Text block ->

3/1/2002 2:27 am Thu

[Paper Lama dan Paper Baru.... Projek Wawasan yang dilancarkan dengan penuh gegak hempita itu kini akhirnya kecundang. - Editor]

Road To Nowhere

By Eric Ellis, AsiaWise
19 Sep 2000

Two interesting things in technology happened in April 1996.

The first was Malaysia's Prime Minister Dr. Mahathir Mohamed lauding Malaysia's planned Multimedia Super Corridor to Silicon Valley tycoons in San Francisco.

The second was the debut on the Nasdaq stockmarket of Internet portal Yahoo!

Four years later, Yahoo's market capitalization of $60 billion is not far short of the size of the entire Malaysian economy. And building has barely begun on the MSC.

If Dr. Mahathir is even half the visionary his compliant media would have Malaysians believe, then that crystal ball of his sorely needs polishing. While America was creating massive wealth minting the New Economy that Mahathir claims to have seen coming, Dr. M was consumed with what his former deputy Anwar Ibrahim was, or was not, doing in his private time, and what that meant to his tenure in office.

Extracted entries ->
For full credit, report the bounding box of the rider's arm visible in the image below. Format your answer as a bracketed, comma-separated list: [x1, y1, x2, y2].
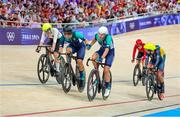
[102, 48, 109, 59]
[39, 32, 46, 46]
[52, 28, 59, 49]
[142, 46, 146, 61]
[90, 38, 97, 46]
[132, 45, 137, 60]
[155, 50, 161, 67]
[102, 36, 112, 58]
[145, 54, 149, 67]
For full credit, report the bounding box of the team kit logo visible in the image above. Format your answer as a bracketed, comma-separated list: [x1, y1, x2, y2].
[129, 22, 135, 29]
[6, 32, 16, 41]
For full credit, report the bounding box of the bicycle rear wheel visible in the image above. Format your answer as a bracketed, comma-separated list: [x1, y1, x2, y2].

Exercise instructions ->
1. In the Road To Nowhere article, what was Yahoo's market capitalization four years after its Nasdaq debut?
2. Update a passage of the Road To Nowhere article, starting at "Two interesting things" and stopping after "in San Francisco.". Replace "Silicon Valley tycoons" with "Silicon Valley investors".
3. Write what comes next in the Road To Nowhere article, picking up after its last paragraph.
The listing plays no part here.

Answers in order ->
1. $60 billion.

2.
Two interesting things in technology happened in April 1996.

The first was Malaysia's Prime Minister Dr. Mahathir Mohamed lauding Malaysia's planned Multimedia Super Corridor to Silicon Valley investors in San Francisco.

3.
A recent visit to the MSC site, "Cyberjaya", south of Kuala Lumpur bears stark testimony to Malaysia's missed opportunity. The MSC mandarins in the Prime Minister's Department claim to have secured investments from 362 companies to Cyberjaya. But it's not immediately evident. Indeed as a real-life information superhighway, the MSC makes a great building site. You're more likely to find a stray buffalo, or a bemused family of monkeys wandering the complicated and unfinished road system than an Internet node or a server farm. Mobile phones have poor reception and Internet speeds are apparently slow, according to those who have surfed out there.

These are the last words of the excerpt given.